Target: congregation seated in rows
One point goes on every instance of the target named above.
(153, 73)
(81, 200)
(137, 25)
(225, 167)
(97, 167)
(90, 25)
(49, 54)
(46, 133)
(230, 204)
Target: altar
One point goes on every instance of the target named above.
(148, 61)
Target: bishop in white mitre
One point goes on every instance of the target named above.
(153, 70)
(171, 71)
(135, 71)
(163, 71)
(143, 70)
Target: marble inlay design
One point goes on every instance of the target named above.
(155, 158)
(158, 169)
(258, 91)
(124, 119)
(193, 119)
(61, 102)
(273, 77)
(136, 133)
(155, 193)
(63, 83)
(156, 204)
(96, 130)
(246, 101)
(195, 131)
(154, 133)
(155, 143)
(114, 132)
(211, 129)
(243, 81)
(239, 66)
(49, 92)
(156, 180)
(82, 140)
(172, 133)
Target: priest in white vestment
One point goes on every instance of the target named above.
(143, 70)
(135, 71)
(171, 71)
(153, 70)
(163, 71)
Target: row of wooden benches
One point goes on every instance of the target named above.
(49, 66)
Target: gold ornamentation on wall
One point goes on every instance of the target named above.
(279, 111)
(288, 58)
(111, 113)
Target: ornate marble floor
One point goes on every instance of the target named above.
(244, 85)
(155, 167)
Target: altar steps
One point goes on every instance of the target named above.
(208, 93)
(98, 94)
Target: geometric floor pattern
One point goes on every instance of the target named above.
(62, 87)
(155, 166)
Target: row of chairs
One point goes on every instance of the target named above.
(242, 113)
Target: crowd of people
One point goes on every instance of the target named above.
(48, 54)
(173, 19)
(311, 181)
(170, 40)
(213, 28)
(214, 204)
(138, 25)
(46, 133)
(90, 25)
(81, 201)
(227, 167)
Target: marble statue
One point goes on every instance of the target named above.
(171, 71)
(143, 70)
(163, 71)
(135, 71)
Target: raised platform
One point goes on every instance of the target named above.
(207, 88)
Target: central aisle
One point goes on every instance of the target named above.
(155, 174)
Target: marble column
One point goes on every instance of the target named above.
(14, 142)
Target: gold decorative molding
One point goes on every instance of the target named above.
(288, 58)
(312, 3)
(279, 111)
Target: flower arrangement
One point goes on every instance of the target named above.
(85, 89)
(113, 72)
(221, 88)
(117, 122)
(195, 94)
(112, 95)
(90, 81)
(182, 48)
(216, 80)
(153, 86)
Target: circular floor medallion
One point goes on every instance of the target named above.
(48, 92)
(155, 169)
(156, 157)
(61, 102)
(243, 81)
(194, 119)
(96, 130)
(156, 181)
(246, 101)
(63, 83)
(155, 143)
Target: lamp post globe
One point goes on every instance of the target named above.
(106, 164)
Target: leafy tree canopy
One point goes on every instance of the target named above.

+ + + + + + +

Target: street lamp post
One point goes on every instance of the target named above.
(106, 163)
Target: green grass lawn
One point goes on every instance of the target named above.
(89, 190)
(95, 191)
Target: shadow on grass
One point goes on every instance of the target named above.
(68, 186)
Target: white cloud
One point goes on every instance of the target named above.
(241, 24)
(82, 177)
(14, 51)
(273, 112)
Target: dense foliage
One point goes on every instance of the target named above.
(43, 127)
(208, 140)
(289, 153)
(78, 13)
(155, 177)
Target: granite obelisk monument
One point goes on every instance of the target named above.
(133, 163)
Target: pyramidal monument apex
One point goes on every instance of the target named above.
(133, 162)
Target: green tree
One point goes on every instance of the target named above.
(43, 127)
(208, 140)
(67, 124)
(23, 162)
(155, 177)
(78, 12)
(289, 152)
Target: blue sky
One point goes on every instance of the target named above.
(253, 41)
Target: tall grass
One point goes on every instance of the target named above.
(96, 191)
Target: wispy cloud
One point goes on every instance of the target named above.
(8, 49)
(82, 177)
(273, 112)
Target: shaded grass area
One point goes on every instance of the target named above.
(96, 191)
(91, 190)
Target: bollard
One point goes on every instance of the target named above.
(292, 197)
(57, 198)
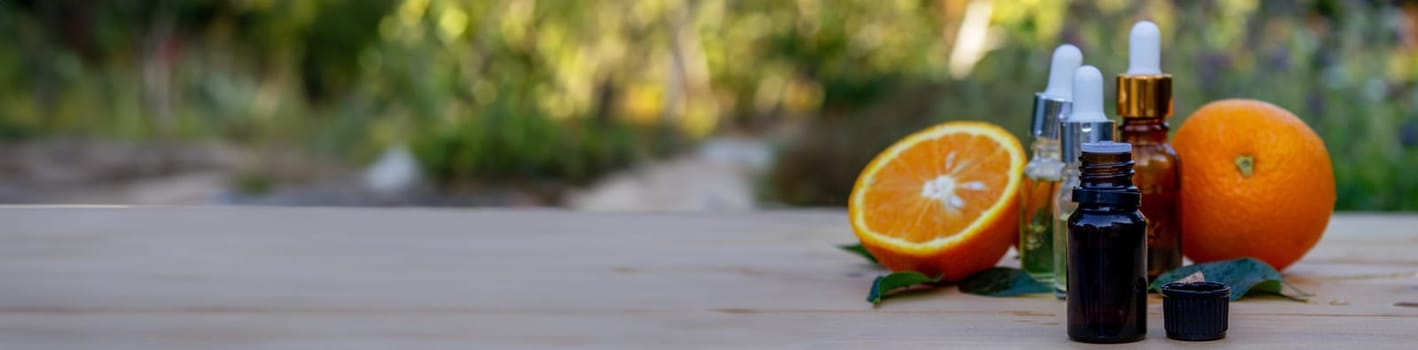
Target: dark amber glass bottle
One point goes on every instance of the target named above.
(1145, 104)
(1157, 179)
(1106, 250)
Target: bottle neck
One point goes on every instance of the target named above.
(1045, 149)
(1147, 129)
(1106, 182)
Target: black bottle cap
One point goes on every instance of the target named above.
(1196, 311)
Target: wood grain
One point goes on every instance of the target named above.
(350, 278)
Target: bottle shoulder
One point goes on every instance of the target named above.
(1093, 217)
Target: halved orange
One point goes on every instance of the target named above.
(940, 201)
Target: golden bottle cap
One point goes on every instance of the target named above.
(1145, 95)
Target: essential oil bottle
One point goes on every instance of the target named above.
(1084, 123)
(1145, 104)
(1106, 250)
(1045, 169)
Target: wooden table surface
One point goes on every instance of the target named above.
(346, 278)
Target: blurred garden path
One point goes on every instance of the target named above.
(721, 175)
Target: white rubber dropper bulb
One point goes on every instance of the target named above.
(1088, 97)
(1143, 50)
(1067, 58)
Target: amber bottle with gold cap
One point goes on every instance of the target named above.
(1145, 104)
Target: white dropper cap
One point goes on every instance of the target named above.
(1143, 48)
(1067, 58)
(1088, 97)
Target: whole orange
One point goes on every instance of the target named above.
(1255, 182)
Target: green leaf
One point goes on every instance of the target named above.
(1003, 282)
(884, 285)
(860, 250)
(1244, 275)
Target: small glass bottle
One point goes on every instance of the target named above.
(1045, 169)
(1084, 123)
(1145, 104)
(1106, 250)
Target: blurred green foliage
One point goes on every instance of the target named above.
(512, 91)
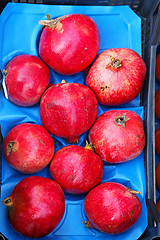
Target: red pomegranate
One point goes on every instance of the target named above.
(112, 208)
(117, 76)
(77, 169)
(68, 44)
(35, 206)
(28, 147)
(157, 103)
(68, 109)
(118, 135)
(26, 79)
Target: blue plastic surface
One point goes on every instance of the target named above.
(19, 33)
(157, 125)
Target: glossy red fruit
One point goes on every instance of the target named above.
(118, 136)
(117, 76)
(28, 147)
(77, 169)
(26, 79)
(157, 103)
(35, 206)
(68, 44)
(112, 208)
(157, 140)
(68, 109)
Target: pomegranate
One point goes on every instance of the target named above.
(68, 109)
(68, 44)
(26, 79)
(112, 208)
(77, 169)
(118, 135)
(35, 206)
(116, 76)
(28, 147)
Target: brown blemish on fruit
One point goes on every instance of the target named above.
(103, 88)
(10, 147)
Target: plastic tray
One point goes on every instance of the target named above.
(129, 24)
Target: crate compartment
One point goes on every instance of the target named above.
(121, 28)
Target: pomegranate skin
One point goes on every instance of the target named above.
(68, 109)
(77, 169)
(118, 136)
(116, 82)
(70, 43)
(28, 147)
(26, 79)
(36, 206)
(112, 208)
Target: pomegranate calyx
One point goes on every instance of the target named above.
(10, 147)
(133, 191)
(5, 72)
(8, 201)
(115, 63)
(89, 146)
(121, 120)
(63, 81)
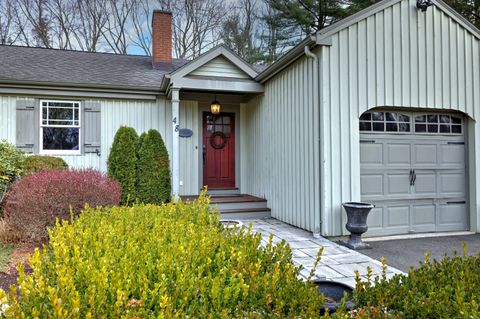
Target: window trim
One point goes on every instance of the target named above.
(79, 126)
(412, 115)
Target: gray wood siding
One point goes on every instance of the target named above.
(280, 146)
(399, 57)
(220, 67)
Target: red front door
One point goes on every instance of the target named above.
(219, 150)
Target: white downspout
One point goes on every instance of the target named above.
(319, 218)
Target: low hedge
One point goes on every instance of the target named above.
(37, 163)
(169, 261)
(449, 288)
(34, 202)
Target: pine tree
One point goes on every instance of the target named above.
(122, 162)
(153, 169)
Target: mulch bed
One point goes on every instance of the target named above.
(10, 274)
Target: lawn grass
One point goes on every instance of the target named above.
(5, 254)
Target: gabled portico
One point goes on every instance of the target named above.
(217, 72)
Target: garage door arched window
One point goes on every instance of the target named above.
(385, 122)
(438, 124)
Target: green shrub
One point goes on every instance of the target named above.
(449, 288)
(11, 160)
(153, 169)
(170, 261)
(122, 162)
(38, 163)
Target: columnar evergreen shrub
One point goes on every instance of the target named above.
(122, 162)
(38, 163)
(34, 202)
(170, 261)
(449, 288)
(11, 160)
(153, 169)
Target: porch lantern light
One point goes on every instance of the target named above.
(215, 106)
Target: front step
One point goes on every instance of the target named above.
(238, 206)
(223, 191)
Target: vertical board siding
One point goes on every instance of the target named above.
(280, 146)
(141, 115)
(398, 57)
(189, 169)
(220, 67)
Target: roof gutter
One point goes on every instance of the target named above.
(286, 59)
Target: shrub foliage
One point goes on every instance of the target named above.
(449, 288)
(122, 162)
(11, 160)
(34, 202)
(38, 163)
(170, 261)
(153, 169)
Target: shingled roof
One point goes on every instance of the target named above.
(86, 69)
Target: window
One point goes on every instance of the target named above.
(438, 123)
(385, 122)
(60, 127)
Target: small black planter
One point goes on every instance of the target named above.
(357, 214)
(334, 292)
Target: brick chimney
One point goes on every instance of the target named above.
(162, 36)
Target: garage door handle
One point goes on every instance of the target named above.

+ + + + + + +

* _What this task involves_: Rewrite the part of the data above that opens with the line containing "Target: golden bottle cap" and closes with the line containing "(1244, 275)", changing "dropper" to "pipette" and keeping everything else the same. Return only those lines.

* _Correct answer_:
Target: golden bottle cap
One point goes on every instance of the target named above.
(1145, 95)
Target: essential oil bottle
One point goes on every instance of the target named above.
(1084, 123)
(1145, 104)
(1106, 250)
(1045, 169)
Target: wooden table surface
One point goes on every instance of the target named above.
(346, 278)
Target: blurred garden path
One point goes on every instance of the target named above.
(721, 175)
Target: white rubber pipette bulb
One point goes on every instance of the target named above.
(1088, 97)
(1143, 50)
(1067, 58)
Target: amber bottle with gold cap
One point goes on every instance of the target named above.
(1145, 104)
Target: white pipette cap
One point goes on every instance of the target named above.
(1143, 48)
(1067, 58)
(1088, 97)
Target: whole orange
One point goes on every instance of the target named above.
(1255, 182)
Target: green leaf
One point goes on every instance of the target named above.
(1003, 282)
(884, 285)
(860, 250)
(1244, 275)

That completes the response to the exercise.